(WHAT THE TASK ASKS) All records are to be retyped faithfully and completely.

(STUDY MATERIAL)
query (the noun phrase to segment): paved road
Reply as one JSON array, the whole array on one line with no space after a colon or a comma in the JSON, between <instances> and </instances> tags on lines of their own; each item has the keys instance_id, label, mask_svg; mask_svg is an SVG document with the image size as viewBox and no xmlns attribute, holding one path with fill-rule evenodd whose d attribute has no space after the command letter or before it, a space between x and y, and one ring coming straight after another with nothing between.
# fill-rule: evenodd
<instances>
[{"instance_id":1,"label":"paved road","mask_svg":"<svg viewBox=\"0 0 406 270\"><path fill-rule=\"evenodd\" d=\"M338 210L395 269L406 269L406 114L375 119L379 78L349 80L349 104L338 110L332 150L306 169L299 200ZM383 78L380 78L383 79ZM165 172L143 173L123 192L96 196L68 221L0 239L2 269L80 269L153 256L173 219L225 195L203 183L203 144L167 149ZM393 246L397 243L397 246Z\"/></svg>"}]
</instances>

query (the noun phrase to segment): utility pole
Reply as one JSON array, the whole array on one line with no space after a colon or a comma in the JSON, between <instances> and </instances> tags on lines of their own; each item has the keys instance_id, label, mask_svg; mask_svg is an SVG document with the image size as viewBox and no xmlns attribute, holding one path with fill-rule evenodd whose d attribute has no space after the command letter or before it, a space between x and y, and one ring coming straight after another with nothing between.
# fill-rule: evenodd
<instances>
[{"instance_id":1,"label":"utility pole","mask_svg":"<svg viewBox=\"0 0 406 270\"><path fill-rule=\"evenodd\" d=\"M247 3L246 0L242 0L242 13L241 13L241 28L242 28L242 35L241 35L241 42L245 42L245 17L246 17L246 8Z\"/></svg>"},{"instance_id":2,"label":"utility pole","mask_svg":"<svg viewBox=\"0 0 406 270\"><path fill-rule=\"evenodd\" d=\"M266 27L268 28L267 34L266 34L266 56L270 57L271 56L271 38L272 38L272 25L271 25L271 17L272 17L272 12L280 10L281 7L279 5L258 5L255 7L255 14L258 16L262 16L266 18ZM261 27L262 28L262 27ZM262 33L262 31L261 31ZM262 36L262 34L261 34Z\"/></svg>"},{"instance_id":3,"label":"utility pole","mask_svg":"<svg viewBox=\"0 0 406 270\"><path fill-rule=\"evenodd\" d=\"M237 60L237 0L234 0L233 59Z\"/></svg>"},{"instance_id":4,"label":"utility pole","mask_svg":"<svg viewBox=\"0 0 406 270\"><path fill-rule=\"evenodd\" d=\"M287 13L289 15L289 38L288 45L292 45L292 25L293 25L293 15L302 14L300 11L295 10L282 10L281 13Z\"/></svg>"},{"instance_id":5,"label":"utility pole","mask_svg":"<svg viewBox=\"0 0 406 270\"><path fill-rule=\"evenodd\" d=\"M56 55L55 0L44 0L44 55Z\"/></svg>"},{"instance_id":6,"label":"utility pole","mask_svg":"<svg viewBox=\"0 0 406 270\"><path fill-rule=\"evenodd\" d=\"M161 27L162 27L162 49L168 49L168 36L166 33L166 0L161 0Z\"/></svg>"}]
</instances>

(PROBLEM SOLUTION)
query (the noun phrase to segment): paved road
Reply as one JSON array, the whole array on one line with no space after a colon or a comma in the JSON, between <instances> and </instances> tags on lines of their own; each item has the keys instance_id, label, mask_svg; mask_svg is an SVG document with the image size as viewBox and no xmlns attribute, holding one path with fill-rule evenodd whose d attribute has no space after the command letter or before it, a space between x and y, and one ring coming straight after another with nothing between.
# fill-rule: evenodd
<instances>
[{"instance_id":1,"label":"paved road","mask_svg":"<svg viewBox=\"0 0 406 270\"><path fill-rule=\"evenodd\" d=\"M338 210L395 269L406 269L406 114L375 119L379 78L349 80L349 104L338 110L332 150L306 169L299 200ZM383 78L380 78L383 79ZM165 172L143 173L123 192L96 196L68 221L0 239L2 269L80 269L153 256L173 219L225 195L203 183L203 144L167 149ZM393 246L397 243L397 246Z\"/></svg>"}]
</instances>

query (the noun phrase to segment): utility pole
Reply as one JSON array, the whole array on one line with no space after a colon or a comma in the JSON, between <instances> and </instances> tags on lines of their own; each item has the keys instance_id, label, mask_svg; mask_svg is an SVG document with the image size as viewBox and no xmlns attribute, holding one path with fill-rule evenodd whose d attribute has no space after the command letter or before it, a space between x and y, and one ring coming straight after another with nothing between.
# fill-rule: evenodd
<instances>
[{"instance_id":1,"label":"utility pole","mask_svg":"<svg viewBox=\"0 0 406 270\"><path fill-rule=\"evenodd\" d=\"M247 3L246 0L242 0L242 13L241 13L241 28L242 28L242 35L241 35L241 42L245 42L245 17L246 17L246 8Z\"/></svg>"},{"instance_id":2,"label":"utility pole","mask_svg":"<svg viewBox=\"0 0 406 270\"><path fill-rule=\"evenodd\" d=\"M266 27L268 28L267 34L266 34L266 56L270 57L271 56L271 38L272 38L272 25L271 25L271 17L272 17L272 12L280 10L281 7L279 5L258 5L255 7L255 14L258 16L262 16L266 18ZM261 27L262 28L262 27ZM262 33L262 31L261 31ZM262 36L262 34L261 34Z\"/></svg>"},{"instance_id":3,"label":"utility pole","mask_svg":"<svg viewBox=\"0 0 406 270\"><path fill-rule=\"evenodd\" d=\"M237 60L237 0L234 0L233 59Z\"/></svg>"},{"instance_id":4,"label":"utility pole","mask_svg":"<svg viewBox=\"0 0 406 270\"><path fill-rule=\"evenodd\" d=\"M287 13L289 15L289 38L288 45L292 45L292 25L293 25L293 15L302 14L300 11L295 10L282 10L281 13Z\"/></svg>"},{"instance_id":5,"label":"utility pole","mask_svg":"<svg viewBox=\"0 0 406 270\"><path fill-rule=\"evenodd\" d=\"M56 55L55 0L44 0L44 55Z\"/></svg>"},{"instance_id":6,"label":"utility pole","mask_svg":"<svg viewBox=\"0 0 406 270\"><path fill-rule=\"evenodd\" d=\"M161 27L162 27L162 49L168 49L168 36L166 33L166 0L161 0Z\"/></svg>"}]
</instances>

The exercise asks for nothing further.